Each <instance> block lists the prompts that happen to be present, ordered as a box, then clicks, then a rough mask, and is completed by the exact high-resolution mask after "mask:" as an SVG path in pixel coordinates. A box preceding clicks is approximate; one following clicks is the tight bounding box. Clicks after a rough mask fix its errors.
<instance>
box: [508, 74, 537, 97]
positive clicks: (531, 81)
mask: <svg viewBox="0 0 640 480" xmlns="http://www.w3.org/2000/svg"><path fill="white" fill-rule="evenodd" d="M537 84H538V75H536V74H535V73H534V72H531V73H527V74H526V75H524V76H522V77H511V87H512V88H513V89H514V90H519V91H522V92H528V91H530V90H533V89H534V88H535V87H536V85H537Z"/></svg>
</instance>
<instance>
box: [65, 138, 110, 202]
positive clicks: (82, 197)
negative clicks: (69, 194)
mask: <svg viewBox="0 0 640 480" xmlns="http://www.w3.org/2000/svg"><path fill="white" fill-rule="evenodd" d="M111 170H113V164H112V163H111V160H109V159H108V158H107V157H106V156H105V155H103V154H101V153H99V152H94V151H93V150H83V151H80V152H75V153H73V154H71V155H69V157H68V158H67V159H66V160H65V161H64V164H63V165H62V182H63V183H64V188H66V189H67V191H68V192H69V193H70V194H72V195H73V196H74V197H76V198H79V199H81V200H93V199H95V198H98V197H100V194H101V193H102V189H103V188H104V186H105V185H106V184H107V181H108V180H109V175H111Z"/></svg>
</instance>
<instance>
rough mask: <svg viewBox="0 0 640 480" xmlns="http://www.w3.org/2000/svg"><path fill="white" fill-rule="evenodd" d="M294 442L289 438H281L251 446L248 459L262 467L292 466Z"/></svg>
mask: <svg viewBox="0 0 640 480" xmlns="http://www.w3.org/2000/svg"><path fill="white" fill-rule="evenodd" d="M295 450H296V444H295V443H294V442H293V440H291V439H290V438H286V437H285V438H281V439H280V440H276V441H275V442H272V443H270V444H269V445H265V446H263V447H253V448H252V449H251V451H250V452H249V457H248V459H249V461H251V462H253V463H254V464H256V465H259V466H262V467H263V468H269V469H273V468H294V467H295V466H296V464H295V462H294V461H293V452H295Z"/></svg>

• _Problem statement_:
Every line from the line containing "rough mask: <svg" to the last line of the material above must be repeated exactly, and no other line.

• _Output below_:
rough mask: <svg viewBox="0 0 640 480" xmlns="http://www.w3.org/2000/svg"><path fill="white" fill-rule="evenodd" d="M294 442L289 438H281L251 446L248 459L262 467L292 466Z"/></svg>
mask: <svg viewBox="0 0 640 480" xmlns="http://www.w3.org/2000/svg"><path fill="white" fill-rule="evenodd" d="M295 450H296V444H295V443H294V442H293V440H291V439H290V438H286V437H285V438H281V439H280V440H276V441H275V442H272V443H270V444H269V445H265V446H263V447H253V448H252V449H251V451H250V452H249V457H248V459H249V461H251V462H253V463H254V464H256V465H259V466H262V467H263V468H269V469H273V468H294V467H295V466H296V464H295V462H294V461H293V452H295Z"/></svg>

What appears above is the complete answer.